• **EXERCISE TASKS**:
**1)** Reproduce word for word the rows in the data block below, starting with the line that contains "If you could point to the ornamental" and continuing through the last of the rows.
**2)** Carry forward the article below on the assassination of Russia's ambassador in Ankara, beginning after its final sentence.
== SOURCE EXCERPT ==
Monday, December 19 was supposed to be noted in the history books as the day the Electoral College formally made Donald J. Trump our 45th president. That did happen, as anticipated—Democratic dreams of electors defecting in droves to overturn the ballot box proved wholly illusory—but that news was overshadowed by a series of brutal terrorist attacks that have shocked the world.
First, Ankara. Early on Monday evening, at an art gallery in a suburb of the Turkish capital, Andrei Karlov, the Russian ambassador, approached the podium to make a few words, only to be gunned down from behind with several shots fired by an off-duty Turkish policeman. A career diplomat who had served the Kremlin for four decades, including serving as Russia’s minister to Ankara since mid-2013, Karlov succumbed to his numerous wounds. His horrific end was caught in gripping footage which has taken the Internet by storm.
His killer, 22-year-old Mevlüt Mert Altıntaş, a member of a police special unit, didn’t live much longer than his target, being killed by fellow policemen shortly after the assassination. There’s not much room for doubt about his motivation, since after gunning down the ambassador, Altıntaş proceeded to utter a stream of jihadist clichés in a mixture of Arabic and Turkish. There was the customary tekbir, the proclaiming of God’s greatness—Allahu akbar—followed by boasting that the shooting was payback for the fate of Aleppo, the long-besieged Syrian city now living under Russian bombs.
It’s too soon to say whether Altıntaş was a self-starting lone jihadist or he was acting under orders from a bona fide terrorist organization, but his crime certainly appears to be the terrorist act which the Kremlin has stated it is. The Islamic State claimed the attack as their own, as is their wont whenever anything that appears remotely jihad-linked happens anywhere these days—and Turkey is unquestionably crawling with large numbers of ISIS-connected jihadists. Thanks to the policies of its Islamist strongman president, Recep Erdoğan, extremists in neighboring Syria’s civil war may now be turning on Turkey with a vengeance.
That said, there’s unlikely to be much short-term agreement between Ankara and Moscow about what happened and why. Voices in Moscow have fingered ISIS in the assassination, by no means implausibly. Darker hints have emerged, however, including the intimation from hardline nationalists linked to the Kremlin that the killing of Ambassador Karlov is somehow the work of the CIA.
Turkish assertions get to the same place, via a different conspiratorial route. Official voices in Ankara have already pointed to Fethullah Gülen, the 75-year-old Islamic cleric resident in the Poconos who until 2013 was a close ally of Erdoğan’s, yet over the last three years has become Turkey’s Public Enemy Number One. Of late, Ankara sees a Gülenist hand behind virtually any event to its disliking—crushing Gülen’s supposed subversive network was the justification for Erdoğan’s coup this summer, including the widespread purges that followed—and regime sources are not shy about hinting that the CIA is the real force behind the shadowy Pennsylvania imam, whose extradition Turkey has requested, to no avail as yet.
===
== DATASET CONTENT ==
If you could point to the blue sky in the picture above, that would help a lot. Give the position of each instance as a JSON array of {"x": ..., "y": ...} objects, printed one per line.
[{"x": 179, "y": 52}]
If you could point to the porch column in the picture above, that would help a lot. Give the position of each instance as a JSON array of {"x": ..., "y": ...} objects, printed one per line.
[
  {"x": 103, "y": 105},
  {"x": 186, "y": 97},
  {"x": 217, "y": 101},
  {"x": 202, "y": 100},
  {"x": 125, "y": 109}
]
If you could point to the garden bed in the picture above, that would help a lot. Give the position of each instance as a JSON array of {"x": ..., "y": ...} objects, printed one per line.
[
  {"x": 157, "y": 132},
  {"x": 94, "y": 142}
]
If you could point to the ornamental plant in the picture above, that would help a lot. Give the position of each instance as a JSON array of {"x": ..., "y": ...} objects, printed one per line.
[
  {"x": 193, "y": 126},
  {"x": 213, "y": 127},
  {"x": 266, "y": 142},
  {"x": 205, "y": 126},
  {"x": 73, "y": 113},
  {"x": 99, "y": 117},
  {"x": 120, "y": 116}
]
===
• **RESULTS IN ORDER**:
**1)**
If you could point to the ornamental plant in the picture above, that would help a lot. Give the position of each instance as a JSON array of {"x": ..., "y": ...} objects, printed one per line.
[
  {"x": 193, "y": 126},
  {"x": 213, "y": 127},
  {"x": 266, "y": 142},
  {"x": 205, "y": 126},
  {"x": 73, "y": 113},
  {"x": 99, "y": 117},
  {"x": 120, "y": 116}
]

**2)**
Perhaps it’s just as well that Moscow and Ankara think the CIA is the hidden hand behind Monday’s assassination, despite no evidence for that far-reaching claim, since otherwise those two countries, who possess no historic love for each other, might be headed for confrontation, even war, right now. Only a year ago, Russia and Turkey were at each other’s throats over Syria and a wider war seemed a real possibility.
If Moscow and Ankara didn’t have a common bogeyman in America, the Karlov assassination could easily be the pretext for war in the eastern Mediterranean, given that region’s already precarious situation, with Russia, Iran and Turkey waging ugly surrogate wars inside Syria. All that can be said for certain is that Russia and Turkey, both of whose less-than-democratic regimes suppress dissent and jail (or worse) journalists with gusto, cannot be trusted to be honest about what happened in Ankara on Monday.
Next, Zürich, where just after 5:30 Monday evening a gunman burst into a downtown Muslim prayer center popular with Somali migrants and opened fire, shooting three worshippers, aged 30, 35 and 56, two of whom sustained grave wounds. Survivors didn’t have much to offer about the thirtysomething shooter, clad in black including a wool cap, since he quickly disappeared into the night in the crowded area surrounding the prayer center. He may have taken refuge in the nearby Zürich train station and escaped. As of this hour, Swiss police have identified no suspect, despite a widespread manhunt.
Exactly what happened is therefore a matter of conjecture. The shooter may have been a fellow Muslim—making this a personal vendetta of sorts—or he was a Swiss native unhappy about rising numbers of Muslims in the country. More than most of Europe, Switzerland is open in expressing misgivings about Islamic migration, including in their elections, so the idea that somebody decided to act out his anger with a gun is hardly far-fetched. Thus far, Zürich remains calm, but it won’t if this forms a pattern instead of an unfortunate one-off shooting.
Last, Berlin, where pre-Christmas festivities on Monday evening were shattered by a semi-truck plowing into crowds gathered at the Christmas market in the heart of downtown. The vehicle drove right through the crowd, running over 60 people enjoying the festivities; as of this hour, 12 have been pronounced dead, and the death toll may climb yet, since many of the 48 injured have grave wounds. Comparisons to the July 14 catastrophe in Nice, when a jihadist drove a truck through crowds gathered for Bastille Day, killing 86 innocents, are unavoidable.
While the full picture of the terror attack has yet to emerge, what we know so far is bad enough. The driver of the Polish-registered truck, a 23-year-old refugee from Pakistan, has been taken into police custody (although there are now reports he may not be the right man and the real terrorist remains on the loose). The dead body found in the wrecked truck is that of the innocent Polish driver—police believe the hijacker commandeered the vehicle to use it as a weapon.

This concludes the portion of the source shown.